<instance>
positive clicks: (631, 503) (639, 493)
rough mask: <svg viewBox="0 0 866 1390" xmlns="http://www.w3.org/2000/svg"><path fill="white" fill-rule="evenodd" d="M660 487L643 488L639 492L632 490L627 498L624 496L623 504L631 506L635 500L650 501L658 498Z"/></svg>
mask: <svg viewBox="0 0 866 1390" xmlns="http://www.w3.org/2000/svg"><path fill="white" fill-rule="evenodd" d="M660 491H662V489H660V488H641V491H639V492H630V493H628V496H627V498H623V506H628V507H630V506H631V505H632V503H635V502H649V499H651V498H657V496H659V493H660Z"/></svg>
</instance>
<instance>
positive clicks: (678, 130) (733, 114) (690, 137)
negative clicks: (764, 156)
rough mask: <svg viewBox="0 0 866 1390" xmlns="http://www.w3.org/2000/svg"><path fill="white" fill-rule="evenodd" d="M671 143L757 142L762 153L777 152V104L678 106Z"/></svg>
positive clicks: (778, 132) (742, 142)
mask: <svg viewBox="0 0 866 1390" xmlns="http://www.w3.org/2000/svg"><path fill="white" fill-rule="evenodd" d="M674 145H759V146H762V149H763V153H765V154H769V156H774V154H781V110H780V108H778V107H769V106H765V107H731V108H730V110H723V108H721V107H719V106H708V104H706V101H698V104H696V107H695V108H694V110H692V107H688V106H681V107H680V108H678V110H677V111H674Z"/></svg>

• Aim of the task: Please write out all of the items above line for line, with no changes.

• Result:
<instance>
positive clicks: (631, 503) (639, 493)
rough mask: <svg viewBox="0 0 866 1390" xmlns="http://www.w3.org/2000/svg"><path fill="white" fill-rule="evenodd" d="M660 487L643 488L639 492L632 490L627 498L624 496L623 504L631 506L635 500L650 501L658 498Z"/></svg>
mask: <svg viewBox="0 0 866 1390" xmlns="http://www.w3.org/2000/svg"><path fill="white" fill-rule="evenodd" d="M660 491H662V489H660V488H641V491H639V492H630V493H628V496H627V498H623V506H628V507H630V506H631V505H632V503H635V502H649V499H651V498H657V496H659V493H660Z"/></svg>
</instance>
<instance>
positive clicks: (678, 130) (733, 114) (690, 137)
negative clicks: (764, 156)
rough mask: <svg viewBox="0 0 866 1390" xmlns="http://www.w3.org/2000/svg"><path fill="white" fill-rule="evenodd" d="M671 143L757 142L762 153L777 152V104L678 106Z"/></svg>
positive clicks: (778, 132) (742, 142)
mask: <svg viewBox="0 0 866 1390" xmlns="http://www.w3.org/2000/svg"><path fill="white" fill-rule="evenodd" d="M674 145H759V146H762V149H763V153H765V154H769V156H774V154H781V110H780V108H778V107H769V106H765V107H731V108H730V110H723V108H721V107H719V106H708V104H706V101H698V104H696V107H695V108H694V110H692V107H688V106H681V107H680V108H678V110H677V111H674Z"/></svg>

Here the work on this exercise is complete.